• WHAT TO WORK ON:
Read the data that follows. Then repeat it exactly.

•••••

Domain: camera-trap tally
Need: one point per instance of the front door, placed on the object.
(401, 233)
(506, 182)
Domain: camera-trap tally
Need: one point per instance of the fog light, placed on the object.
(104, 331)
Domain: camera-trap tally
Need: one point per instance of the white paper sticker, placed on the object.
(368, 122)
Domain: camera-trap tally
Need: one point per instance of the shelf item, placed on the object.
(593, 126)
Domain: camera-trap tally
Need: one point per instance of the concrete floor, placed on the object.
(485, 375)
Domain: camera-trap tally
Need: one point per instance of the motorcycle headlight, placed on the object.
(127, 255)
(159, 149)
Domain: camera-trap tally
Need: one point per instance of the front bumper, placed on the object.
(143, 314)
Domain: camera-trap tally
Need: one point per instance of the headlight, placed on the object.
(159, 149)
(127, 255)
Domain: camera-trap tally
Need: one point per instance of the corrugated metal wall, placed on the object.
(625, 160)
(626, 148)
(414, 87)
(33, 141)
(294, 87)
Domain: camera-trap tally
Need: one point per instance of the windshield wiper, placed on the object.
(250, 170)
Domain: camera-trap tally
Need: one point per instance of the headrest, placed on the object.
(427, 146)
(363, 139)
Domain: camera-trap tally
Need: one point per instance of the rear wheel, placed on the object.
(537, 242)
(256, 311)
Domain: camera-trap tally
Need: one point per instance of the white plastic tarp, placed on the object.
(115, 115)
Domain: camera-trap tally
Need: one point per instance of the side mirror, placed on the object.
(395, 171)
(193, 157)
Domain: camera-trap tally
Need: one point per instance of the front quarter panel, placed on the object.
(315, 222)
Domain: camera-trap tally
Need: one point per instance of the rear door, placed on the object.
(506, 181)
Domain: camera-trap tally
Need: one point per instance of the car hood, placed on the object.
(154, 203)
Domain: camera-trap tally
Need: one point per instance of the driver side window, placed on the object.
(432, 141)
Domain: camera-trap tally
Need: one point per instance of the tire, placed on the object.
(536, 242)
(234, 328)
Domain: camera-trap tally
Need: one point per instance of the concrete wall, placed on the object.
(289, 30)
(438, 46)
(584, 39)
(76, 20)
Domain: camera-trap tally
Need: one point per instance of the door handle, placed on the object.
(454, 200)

•••••

• TASK ANSWER:
Domain: camera-trap tally
Need: one point per instance of the front door, placed on the object.
(401, 233)
(506, 182)
Domain: camera-trap tally
Need: one point per instance of the fog light, placed on the object.
(104, 331)
Domain: camera-trap tally
Need: one point per instance of the white paper sticker, placed on the object.
(368, 122)
Domain: camera-trap tally
Need: one point per instance of the shelf item, placed on the object.
(593, 126)
Domain: camera-trap tally
Need: one point per instance of the concrete floor, placed on the object.
(485, 375)
Domain: camera-trap tally
Need: one point per instance of the motorcycle headlight, placed on the object.
(127, 255)
(159, 149)
Domain: camera-trap tally
Need: one point per instance of the front bumper, placed on the object.
(143, 314)
Domain: camera-trap tally
Need: one point per instance of the headlight, placed on the object.
(159, 149)
(127, 255)
Domain: camera-trap tally
Need: one point per instance of the corrugated metal wall, placed on the object.
(625, 160)
(626, 148)
(414, 87)
(33, 141)
(294, 87)
Domain: camera-trap tally
Need: one point per instance of the windshield wiper, placed on the object.
(250, 170)
Domain: camera-trap tally
Need: one point per instance of the headrest, placed on the object.
(427, 146)
(363, 139)
Domain: camera-trap tally
Need: one point per instance of the rear wheel, placed on the object.
(537, 242)
(256, 311)
Domain: camera-trap tally
Need: one point per instance of the white plastic tarp, placed on the object.
(115, 115)
Domain: camera-trap tally
Need: one point per instance of the side mirror, placed on the object.
(395, 171)
(193, 157)
Domain: camera-trap tally
Need: one point per instance of the front quarter panel, placed on the object.
(315, 222)
Domain: camera-trap tally
Need: one point per instance of the rear door, placed on the object.
(506, 181)
Domain: camera-trap tally
Need: one point per instance of the car hood, placed on the object.
(154, 203)
Domain: camera-trap tally
Need: one point per instance of the driver side window, placed on the object.
(432, 141)
Domain: camera-trap tally
Need: one point per instance of the tire, placed on the object.
(536, 242)
(234, 328)
Domain: camera-trap tally
Need: one point per instance of the concrete wall, placed on the object.
(289, 30)
(438, 46)
(584, 39)
(76, 20)
Domain: camera-trap tally
Need: one point per instance of the door handle, placed on the object.
(454, 200)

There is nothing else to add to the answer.